[EXCERPT TO READ]

PEP raises continuation fund for New Zealand's Up Education

Australia's Pacific Equity Partners (PEP) has raised a single-asset continuation fund of approximately AUD 400m (USD 268m) for Up Education, a vocational education business it has held since 2015.
AlpInvest Partners is the lead investor in the fund, while additional commitments came from a group of predominantly global institutional investors. Up Education was the last remaining asset in PEP’s fifth private equity fund, which closed on AUD 2.1bn in September 2015.
“Up is a great business, which we’ve scaled to become one of the leading private education platforms in this part of the world,” said Shannon Wolfers (pictured), a managing director at PEP.
“During our ownership, we’ve invested heavily in the student offering and grown three-fold, delivering strong returns for our investors. We are enthused to continue investing in the business through the next growth phase.”

[ITEMS]
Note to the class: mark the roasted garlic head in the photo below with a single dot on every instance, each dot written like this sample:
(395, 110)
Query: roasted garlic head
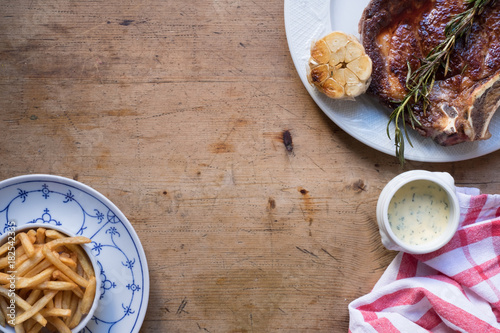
(339, 66)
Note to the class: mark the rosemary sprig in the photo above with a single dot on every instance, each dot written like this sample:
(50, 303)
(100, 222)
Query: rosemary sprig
(420, 82)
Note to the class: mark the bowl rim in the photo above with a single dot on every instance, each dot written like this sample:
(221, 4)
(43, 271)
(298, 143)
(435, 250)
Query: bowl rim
(453, 221)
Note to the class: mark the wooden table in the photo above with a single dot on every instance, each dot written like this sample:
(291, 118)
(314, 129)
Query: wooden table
(176, 111)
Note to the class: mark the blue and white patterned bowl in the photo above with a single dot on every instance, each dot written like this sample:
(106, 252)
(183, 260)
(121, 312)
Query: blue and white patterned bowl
(81, 210)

[EXERCISE REQUIREMENTS] Copy out the Up Education fund article starting with "PEP raises continuation" and going on through "director at PEP.", renaming "PEP" as "Pacific Equity Partners" everywhere it appears. The listing that comes after the Up Education fund article is separate material.

[REPLY TO THE TASK]
Pacific Equity Partners raises continuation fund for New Zealand's Up Education

Australia's Pacific Equity Partners (Pacific Equity Partners) has raised a single-asset continuation fund of approximately AUD 400m (USD 268m) for Up Education, a vocational education business it has held since 2015.
AlpInvest Partners is the lead investor in the fund, while additional commitments came from a group of predominantly global institutional investors. Up Education was the last remaining asset in Pacific Equity Partners’s fifth private equity fund, which closed on AUD 2.1bn in September 2015.
“Up is a great business, which we’ve scaled to become one of the leading private education platforms in this part of the world,” said Shannon Wolfers (pictured), a managing director at Pacific Equity Partners.